▶ _Stated task_
Write out the passage of the forum text on Swift structured concurrency starting with "I'm very happy" and going on through "away the boilerplate.", keeping every word and mark unchanged.

Rather, the same is expressed by an actor being on a specific executor:
actor Someone {
let serialExecutor = ... // some specific queue or executor here
func doFirstThing() throws -> String { ... } // will execute on the actor's executor.
}
Konrad notes that this is similar to async let, which we separated out into a different proposal because it is syntactic sugar on top of task groups. However, there is an important philosophical choice here: the last paragraph of the section that introduces child tasks and task groups says this:
By contrast with future-based task APIs, there is no way in which a reference to the child task can escape the scope in which the child task is created. This ensures that the structure of structured concurrency is maintained. It both makes it easier to reason about the concurrent tasks that are executing within a given scope, and also unlocks numerous optimization opportunities for the compiler and runtime.
I'm not quite sure from your comment whether veggies, meat, and oven are supposed to be of type Future<T> or T. The async let syntax ensures they have type T, and the future is intentionally hidden. The paragraph above highlights that we explicitly don't want the shorthand syntax for creating child tasks to create Future<T> instances, because it makes it too easy to violate the structure of structured concurrency.
I'm curious about the asymmetry of the naming of Task.runDetached and Task.withGroup.
My understanding may be incomplete, but it seems like they each create and run a task, just in different manners - one detached, one with a group of child tasks.
I am very +1 on this proposal, only have some nitpicks on writing and some minor suggestions and questions below. The proposal is very well written, introduces many new concepts and explains them clearly. Several of these concepts (incl executor etc) are common with actors, but including them in this proposal works well.
Yes, yes.
Yes, I've worked with numerous other threading libraries and built relevant systems etc, but I've never worked with a system that has structured concurrency like this. This seems like a great progression vs state of the art and builds on many strengths of Swift.
I've spent a lot of time on this. I've participated in the pitch threads, and did an in-depth study of this proposal.
Here are thoughts and comments on a detailed read-through of this proposal:
Task is a great name for this concept, I'm glad we're staying away from otherwise overloaded terms, like thread.
I'm very happy with much of the framing and very clear delineation of the goals of various subsystems, e.g. cancelation.
A writing nit: "Detached tasks" are first mentioned in "task priorities", it would be nice to explain it a bit earlier in the conceptual section.
Task groups are a really nice abstraction, it will be even nicer with some APIs like parallelMap and "fork" that takes away the boilerplate.

[Dataset excerpts on object pointing]
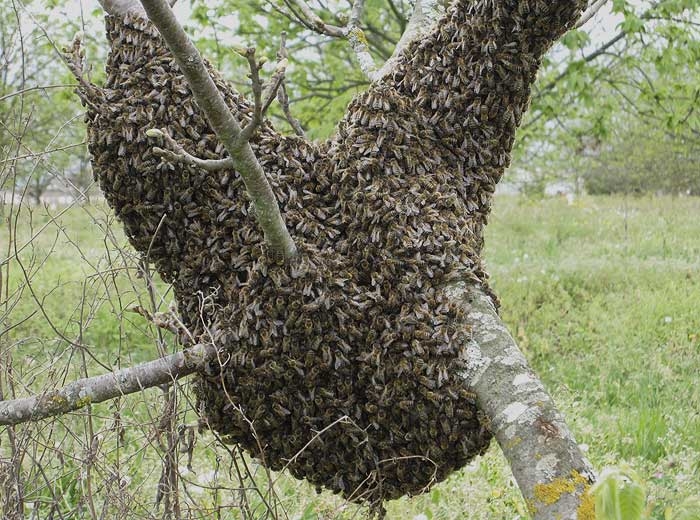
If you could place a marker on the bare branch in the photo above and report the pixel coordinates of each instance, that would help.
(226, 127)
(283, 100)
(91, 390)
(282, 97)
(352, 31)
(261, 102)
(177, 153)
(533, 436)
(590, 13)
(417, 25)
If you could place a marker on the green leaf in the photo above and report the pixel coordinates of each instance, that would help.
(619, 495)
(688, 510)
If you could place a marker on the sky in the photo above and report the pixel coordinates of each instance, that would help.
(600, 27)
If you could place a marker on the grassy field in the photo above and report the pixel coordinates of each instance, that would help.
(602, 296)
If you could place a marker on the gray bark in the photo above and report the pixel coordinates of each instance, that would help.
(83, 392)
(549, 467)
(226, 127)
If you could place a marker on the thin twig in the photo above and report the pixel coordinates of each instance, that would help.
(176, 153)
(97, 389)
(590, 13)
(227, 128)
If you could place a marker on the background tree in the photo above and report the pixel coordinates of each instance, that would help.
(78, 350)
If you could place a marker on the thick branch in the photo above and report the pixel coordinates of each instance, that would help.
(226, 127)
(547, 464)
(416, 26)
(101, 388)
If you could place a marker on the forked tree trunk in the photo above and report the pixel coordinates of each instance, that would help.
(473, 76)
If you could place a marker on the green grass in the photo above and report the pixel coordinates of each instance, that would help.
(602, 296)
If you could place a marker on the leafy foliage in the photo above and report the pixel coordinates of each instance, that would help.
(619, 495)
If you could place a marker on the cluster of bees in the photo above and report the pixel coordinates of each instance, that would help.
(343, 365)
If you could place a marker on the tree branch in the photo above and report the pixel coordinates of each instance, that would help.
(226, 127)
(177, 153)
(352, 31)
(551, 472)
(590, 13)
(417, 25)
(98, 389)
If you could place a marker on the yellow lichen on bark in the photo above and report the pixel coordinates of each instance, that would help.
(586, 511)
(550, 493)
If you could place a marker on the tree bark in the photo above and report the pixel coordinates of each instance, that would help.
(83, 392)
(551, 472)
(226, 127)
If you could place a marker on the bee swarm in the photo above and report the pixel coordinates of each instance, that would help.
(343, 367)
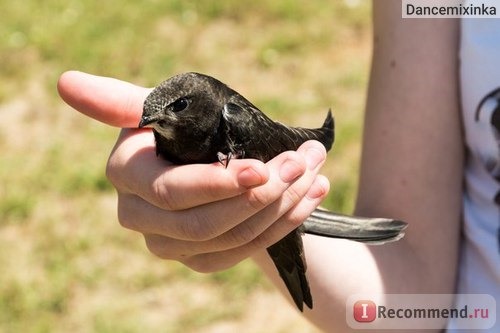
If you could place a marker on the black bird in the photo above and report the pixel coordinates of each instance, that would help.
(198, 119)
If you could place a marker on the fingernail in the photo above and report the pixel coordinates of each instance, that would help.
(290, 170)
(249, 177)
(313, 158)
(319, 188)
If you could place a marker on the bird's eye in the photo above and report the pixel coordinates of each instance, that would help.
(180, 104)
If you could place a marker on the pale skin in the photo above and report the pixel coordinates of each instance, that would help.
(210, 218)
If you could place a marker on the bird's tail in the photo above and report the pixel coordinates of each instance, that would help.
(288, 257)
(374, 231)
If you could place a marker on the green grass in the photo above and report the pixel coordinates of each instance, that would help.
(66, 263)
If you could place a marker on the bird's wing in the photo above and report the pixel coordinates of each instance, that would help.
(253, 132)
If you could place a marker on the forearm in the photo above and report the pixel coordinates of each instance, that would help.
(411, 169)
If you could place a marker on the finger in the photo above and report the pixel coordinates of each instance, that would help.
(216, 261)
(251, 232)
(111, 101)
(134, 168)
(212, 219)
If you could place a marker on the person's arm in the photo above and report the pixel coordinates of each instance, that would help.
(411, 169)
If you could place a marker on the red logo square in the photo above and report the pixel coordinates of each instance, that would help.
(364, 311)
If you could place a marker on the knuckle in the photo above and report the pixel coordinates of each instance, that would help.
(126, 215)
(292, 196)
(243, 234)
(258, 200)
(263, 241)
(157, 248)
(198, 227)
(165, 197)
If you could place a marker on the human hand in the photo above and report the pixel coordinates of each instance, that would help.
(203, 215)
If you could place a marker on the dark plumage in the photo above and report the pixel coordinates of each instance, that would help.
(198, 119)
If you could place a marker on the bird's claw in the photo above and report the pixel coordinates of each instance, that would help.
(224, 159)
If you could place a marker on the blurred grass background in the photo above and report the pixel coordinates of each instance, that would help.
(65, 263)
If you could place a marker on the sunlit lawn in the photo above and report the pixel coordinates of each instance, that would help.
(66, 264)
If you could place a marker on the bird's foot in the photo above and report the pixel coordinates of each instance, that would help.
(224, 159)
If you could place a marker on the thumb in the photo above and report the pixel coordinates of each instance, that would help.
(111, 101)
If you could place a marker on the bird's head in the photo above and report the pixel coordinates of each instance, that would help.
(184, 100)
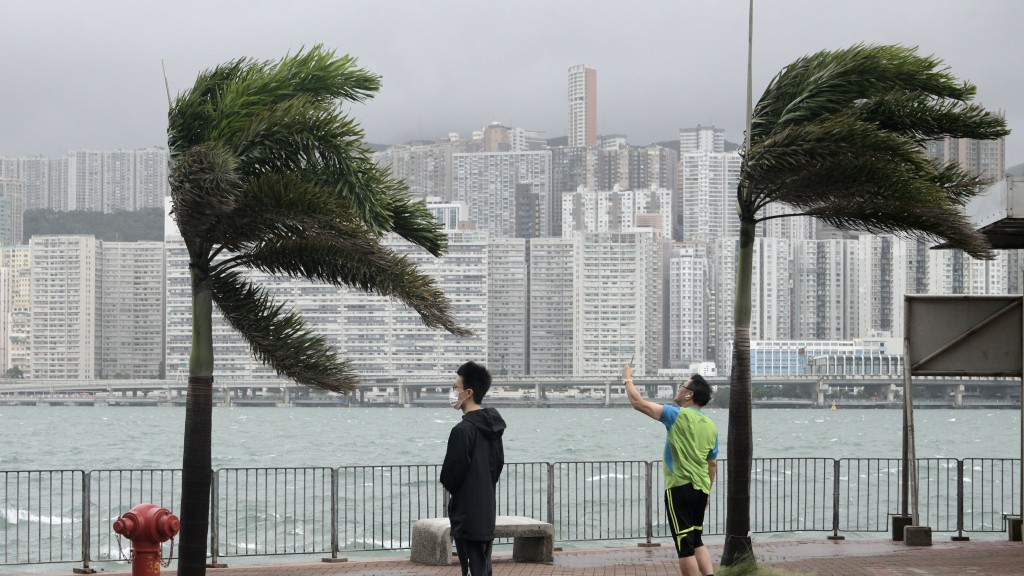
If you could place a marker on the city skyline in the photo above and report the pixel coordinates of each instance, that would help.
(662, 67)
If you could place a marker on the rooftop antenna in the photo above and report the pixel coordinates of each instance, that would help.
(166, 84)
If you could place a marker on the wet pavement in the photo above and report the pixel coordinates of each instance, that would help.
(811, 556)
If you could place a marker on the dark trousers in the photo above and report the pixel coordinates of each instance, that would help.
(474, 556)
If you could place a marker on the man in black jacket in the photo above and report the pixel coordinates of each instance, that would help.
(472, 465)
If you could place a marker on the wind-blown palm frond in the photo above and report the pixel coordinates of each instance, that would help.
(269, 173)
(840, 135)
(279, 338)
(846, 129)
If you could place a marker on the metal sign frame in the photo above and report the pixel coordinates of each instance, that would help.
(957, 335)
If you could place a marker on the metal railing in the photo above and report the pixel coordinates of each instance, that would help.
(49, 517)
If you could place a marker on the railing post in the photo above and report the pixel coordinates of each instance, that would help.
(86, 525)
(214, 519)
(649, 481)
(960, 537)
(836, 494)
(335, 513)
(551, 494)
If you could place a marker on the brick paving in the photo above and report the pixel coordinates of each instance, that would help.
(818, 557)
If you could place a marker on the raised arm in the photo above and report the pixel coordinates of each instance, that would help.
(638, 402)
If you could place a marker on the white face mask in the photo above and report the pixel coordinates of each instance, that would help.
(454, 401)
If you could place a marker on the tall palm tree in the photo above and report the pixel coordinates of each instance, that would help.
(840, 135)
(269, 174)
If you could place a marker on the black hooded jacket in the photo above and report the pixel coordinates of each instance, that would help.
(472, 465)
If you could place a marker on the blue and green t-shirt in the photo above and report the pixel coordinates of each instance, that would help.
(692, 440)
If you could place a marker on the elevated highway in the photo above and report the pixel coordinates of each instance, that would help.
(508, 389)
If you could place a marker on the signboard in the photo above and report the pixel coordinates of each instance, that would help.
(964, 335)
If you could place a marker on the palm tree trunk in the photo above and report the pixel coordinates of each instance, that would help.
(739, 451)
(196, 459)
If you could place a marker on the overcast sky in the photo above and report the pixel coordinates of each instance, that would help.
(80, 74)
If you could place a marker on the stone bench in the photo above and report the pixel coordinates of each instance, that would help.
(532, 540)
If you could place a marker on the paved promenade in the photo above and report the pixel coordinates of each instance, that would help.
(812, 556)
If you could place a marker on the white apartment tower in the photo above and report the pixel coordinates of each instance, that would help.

---

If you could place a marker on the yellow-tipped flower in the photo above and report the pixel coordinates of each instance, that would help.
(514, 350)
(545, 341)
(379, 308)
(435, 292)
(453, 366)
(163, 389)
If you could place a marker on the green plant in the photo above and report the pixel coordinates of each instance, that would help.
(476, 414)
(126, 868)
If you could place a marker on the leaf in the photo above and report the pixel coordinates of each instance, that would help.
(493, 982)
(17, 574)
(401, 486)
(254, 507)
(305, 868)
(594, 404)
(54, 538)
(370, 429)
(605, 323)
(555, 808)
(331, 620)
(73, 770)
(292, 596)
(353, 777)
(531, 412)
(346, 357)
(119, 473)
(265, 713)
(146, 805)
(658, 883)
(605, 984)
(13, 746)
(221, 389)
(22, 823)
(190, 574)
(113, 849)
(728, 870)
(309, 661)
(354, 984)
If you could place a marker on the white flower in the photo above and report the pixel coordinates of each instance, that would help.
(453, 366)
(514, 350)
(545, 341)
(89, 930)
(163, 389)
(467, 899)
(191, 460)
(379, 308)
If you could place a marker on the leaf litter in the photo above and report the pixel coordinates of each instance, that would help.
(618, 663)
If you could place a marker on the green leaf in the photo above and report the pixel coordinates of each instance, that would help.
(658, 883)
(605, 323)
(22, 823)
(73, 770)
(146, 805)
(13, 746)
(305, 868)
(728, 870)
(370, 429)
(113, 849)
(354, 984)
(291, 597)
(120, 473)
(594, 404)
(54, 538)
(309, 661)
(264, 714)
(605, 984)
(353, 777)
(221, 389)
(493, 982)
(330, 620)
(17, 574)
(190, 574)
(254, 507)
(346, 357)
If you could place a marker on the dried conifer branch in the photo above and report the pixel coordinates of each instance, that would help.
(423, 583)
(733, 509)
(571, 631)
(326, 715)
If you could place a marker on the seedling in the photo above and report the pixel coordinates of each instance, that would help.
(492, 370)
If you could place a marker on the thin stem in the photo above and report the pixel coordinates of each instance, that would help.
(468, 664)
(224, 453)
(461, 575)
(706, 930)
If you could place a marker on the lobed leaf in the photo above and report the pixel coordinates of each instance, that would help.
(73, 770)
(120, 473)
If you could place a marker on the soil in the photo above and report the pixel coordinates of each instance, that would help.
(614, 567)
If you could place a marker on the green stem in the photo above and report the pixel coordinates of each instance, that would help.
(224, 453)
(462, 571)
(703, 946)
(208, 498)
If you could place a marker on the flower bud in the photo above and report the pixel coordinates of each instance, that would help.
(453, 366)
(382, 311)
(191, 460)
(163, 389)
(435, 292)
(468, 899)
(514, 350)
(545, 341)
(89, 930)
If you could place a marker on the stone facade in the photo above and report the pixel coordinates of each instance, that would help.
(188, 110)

▶ _Complete output_
I'm very happy with much of the framing and very clear delineation of the goals of various subsystems, e.g. cancelation.
A writing nit: "Detached tasks" are first mentioned in "task priorities", it would be nice to explain it a bit earlier in the conceptual section.
Task groups are a really nice abstraction, it will be even nicer with some APIs like parallelMap and "fork" that takes away the boilerplate.